*Records shown*.
## start
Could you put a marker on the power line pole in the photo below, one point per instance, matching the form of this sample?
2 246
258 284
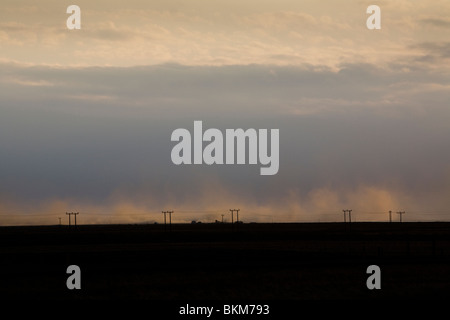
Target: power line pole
75 214
170 220
400 213
69 214
349 215
164 219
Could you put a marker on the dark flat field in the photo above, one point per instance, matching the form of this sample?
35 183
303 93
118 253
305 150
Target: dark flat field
216 262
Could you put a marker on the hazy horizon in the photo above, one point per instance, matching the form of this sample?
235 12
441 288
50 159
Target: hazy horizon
87 115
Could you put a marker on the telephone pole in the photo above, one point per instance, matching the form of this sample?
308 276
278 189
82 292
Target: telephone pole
237 216
72 213
165 220
349 215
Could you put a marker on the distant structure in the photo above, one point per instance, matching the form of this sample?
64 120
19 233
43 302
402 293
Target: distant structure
400 213
72 213
349 215
170 220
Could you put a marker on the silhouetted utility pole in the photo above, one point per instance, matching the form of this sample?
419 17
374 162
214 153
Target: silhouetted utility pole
237 216
170 219
72 213
165 220
349 215
69 214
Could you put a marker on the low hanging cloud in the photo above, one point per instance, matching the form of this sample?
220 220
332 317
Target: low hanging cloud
97 141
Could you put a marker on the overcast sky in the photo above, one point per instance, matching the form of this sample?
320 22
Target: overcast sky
86 115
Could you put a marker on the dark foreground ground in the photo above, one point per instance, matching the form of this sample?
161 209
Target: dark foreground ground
253 262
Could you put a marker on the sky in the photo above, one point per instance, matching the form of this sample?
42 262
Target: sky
86 116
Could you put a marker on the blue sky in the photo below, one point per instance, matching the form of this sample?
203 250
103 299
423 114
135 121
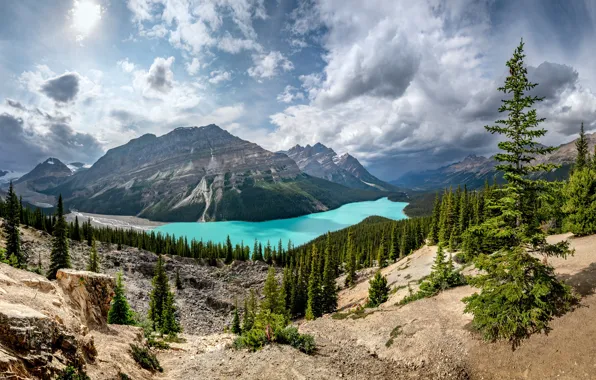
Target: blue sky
401 85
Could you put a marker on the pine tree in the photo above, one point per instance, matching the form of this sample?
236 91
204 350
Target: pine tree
159 295
378 291
178 282
76 232
236 320
229 251
519 294
120 313
329 291
59 257
11 228
582 150
382 253
350 260
169 324
580 202
271 294
433 236
93 265
313 305
250 307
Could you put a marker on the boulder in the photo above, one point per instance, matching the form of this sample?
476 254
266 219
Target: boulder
89 295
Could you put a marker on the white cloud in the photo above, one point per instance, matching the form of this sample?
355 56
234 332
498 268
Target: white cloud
193 67
269 65
290 94
196 25
218 76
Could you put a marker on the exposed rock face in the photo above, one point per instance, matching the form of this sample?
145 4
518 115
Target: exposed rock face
321 161
198 174
474 170
29 341
89 294
48 174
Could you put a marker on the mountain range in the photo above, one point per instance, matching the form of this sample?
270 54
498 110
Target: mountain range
322 162
474 170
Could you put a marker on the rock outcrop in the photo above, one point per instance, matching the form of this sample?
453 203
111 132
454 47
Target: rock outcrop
45 325
89 294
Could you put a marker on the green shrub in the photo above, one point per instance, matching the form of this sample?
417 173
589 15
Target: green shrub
145 358
378 291
71 373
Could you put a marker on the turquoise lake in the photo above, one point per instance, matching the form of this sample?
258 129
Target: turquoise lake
300 230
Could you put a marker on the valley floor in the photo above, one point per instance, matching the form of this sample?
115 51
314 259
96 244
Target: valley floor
426 339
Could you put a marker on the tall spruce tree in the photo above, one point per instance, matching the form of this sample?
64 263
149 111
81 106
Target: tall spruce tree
382 253
120 312
161 304
378 291
581 144
314 306
350 260
11 228
93 265
519 295
60 256
329 289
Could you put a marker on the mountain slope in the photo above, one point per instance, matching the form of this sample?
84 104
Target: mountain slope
321 161
47 174
200 174
474 170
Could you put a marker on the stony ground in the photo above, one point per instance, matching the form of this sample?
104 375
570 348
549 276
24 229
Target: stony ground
426 339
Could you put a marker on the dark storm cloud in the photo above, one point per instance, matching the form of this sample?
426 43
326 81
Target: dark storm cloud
17 148
22 147
63 88
552 79
15 104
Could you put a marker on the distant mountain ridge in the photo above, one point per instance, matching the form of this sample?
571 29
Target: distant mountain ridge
200 174
474 170
322 162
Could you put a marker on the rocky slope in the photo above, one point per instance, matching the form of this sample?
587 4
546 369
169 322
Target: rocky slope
200 174
321 161
474 170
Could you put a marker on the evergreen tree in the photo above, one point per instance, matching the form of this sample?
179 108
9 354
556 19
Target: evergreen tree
76 232
59 257
250 308
161 300
433 236
382 253
229 251
120 313
236 321
93 265
378 291
582 150
350 260
271 294
580 202
329 291
519 295
178 282
11 228
314 307
169 324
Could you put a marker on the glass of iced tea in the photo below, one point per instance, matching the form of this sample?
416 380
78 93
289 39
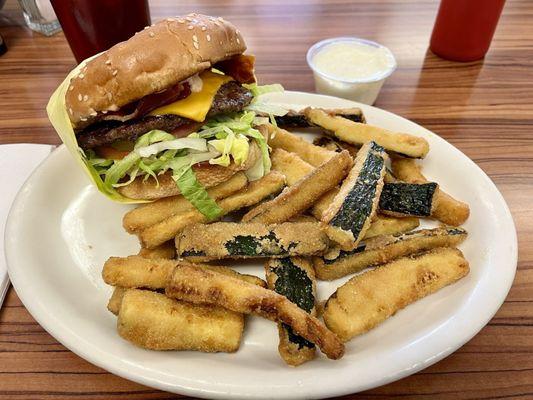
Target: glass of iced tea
92 26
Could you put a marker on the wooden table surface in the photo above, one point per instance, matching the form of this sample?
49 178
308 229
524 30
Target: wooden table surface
484 108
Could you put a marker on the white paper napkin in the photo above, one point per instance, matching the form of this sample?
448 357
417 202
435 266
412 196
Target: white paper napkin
17 161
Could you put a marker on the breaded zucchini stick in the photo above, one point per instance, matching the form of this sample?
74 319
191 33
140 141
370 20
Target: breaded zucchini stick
383 249
297 198
197 285
359 134
349 215
368 299
166 250
139 272
401 199
153 321
245 240
281 139
297 119
447 209
149 214
252 194
294 278
290 165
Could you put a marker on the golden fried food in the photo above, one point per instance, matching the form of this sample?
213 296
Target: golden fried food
294 278
197 285
349 215
282 139
358 134
385 248
446 208
140 272
149 214
166 250
153 321
252 194
368 299
299 197
290 165
201 242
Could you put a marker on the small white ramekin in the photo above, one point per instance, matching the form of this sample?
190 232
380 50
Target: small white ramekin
362 90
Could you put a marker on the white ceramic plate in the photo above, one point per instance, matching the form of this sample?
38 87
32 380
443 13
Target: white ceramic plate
61 230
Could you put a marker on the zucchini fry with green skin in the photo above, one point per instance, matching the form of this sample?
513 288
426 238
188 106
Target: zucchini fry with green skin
297 198
349 215
297 119
149 214
368 299
153 321
282 139
139 272
294 278
401 199
247 240
200 286
447 209
383 249
358 134
290 165
253 193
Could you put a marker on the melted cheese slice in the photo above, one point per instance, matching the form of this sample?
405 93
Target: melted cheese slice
196 105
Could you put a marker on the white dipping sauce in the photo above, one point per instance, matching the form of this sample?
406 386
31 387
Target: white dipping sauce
351 68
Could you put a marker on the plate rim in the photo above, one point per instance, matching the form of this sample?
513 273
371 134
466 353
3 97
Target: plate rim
45 320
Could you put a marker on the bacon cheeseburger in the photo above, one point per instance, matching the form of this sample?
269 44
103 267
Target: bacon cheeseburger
172 110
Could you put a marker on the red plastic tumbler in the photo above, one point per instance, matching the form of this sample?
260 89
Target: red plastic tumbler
464 28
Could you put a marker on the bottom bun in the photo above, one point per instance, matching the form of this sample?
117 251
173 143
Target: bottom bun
207 174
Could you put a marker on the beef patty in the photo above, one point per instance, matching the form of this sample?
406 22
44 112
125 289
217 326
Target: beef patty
231 97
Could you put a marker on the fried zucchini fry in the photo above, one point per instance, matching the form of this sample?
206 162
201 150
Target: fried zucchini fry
196 285
294 278
358 134
220 240
297 198
401 199
252 194
349 215
447 209
297 119
368 299
140 272
149 214
153 321
383 249
281 139
290 165
166 250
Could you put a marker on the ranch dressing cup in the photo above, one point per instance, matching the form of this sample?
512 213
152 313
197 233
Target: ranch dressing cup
350 68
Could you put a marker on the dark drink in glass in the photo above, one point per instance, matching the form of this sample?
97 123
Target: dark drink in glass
92 26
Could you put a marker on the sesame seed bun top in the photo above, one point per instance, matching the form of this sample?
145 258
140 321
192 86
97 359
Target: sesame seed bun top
152 60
## end
Render the stretch of lines above, from the line containing "Could you put a marker on the bottom" through the last line, as a JSON list of strings with one string per line and any blank lines left out.

[
  "Could you put a marker on the bottom bun in the photo above, one point per instance, matching the form of this sample?",
  "117 251",
  "173 143",
  "Target: bottom bun",
  "207 174",
  "Could you put a marker on the beef patty in the photo above, one point per instance, matching the form of this sample?",
  "406 22",
  "44 112",
  "125 289",
  "217 326",
  "Target: beef patty",
  "231 97",
  "Could you put a marker on the fried zucchini fry in the photo above, one point per instance, matching the form of this sample?",
  "206 162",
  "201 150",
  "Target: fried zucchini fry",
  "196 285",
  "294 278",
  "358 134",
  "220 240",
  "297 198",
  "401 199",
  "252 194",
  "349 215",
  "447 209",
  "297 119",
  "368 299",
  "140 272",
  "149 214",
  "153 321",
  "383 249",
  "281 139",
  "290 165",
  "166 250",
  "Could you put a marker on the ranch dressing cup in the photo above, one point per instance, matching the form of this sample?",
  "512 213",
  "152 313",
  "197 233",
  "Target: ranch dressing cup",
  "350 68",
  "Could you put a marker on the dark drink in glass in the photo above, one point per instance, matching the form of this sample?",
  "97 123",
  "Target: dark drink in glass",
  "92 26",
  "Could you put a marker on the sesame seed bun top in the photo above, one point per instance, matching the form of this sample?",
  "145 258",
  "140 321",
  "192 86",
  "97 359",
  "Target: sesame seed bun top",
  "152 60"
]